- **Given information**:
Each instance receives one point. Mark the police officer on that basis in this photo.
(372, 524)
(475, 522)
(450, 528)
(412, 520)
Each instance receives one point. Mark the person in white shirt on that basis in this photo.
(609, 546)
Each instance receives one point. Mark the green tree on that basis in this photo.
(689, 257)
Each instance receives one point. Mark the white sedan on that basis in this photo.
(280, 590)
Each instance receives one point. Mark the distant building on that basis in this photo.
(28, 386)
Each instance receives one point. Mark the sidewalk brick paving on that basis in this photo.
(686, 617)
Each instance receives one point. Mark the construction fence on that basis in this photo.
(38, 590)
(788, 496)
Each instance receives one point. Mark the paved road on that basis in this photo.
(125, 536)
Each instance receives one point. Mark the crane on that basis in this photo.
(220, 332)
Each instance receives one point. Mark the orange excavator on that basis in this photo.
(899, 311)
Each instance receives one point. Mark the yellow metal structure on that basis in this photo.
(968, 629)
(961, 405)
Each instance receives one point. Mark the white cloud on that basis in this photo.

- **Exercise goal**: Copy every one of the entries above word for word, leaving nothing out and changing nothing.

- **Answer to the task**:
Each instance receives one point. Mark the police officer on that basis in this photo.
(372, 524)
(475, 522)
(450, 528)
(412, 520)
Each instance receives one point. Mark the person in white shirt on that basis in this photo.
(609, 546)
Each instance receives one point. Mark the green tree on that basis in this photo.
(689, 257)
Each instance receives one point. Mark the white sedan on that basis in this photo.
(280, 590)
Each instance receives one point. Mark the distant building on that basis in this photo.
(28, 386)
Each instance receives one point. Mark the sidewalk brick paving on that basis in this photo.
(686, 617)
Each instance receives one point. Mark the construction fence on that basis in this photo.
(38, 590)
(788, 496)
Each instance receives one point. Mark the paved road on that basis in this photo.
(125, 536)
Each instance receives one point. Mark the crane on that basis in this photo.
(220, 332)
Each instance receives one point. Mark the orange excavator on that basis in this photo.
(899, 311)
Each instance receives one point. Mark the yellow metal structure on that basis in this photo.
(968, 629)
(961, 405)
Each instance receives one point. Mark the white cloud on that basis in this photo.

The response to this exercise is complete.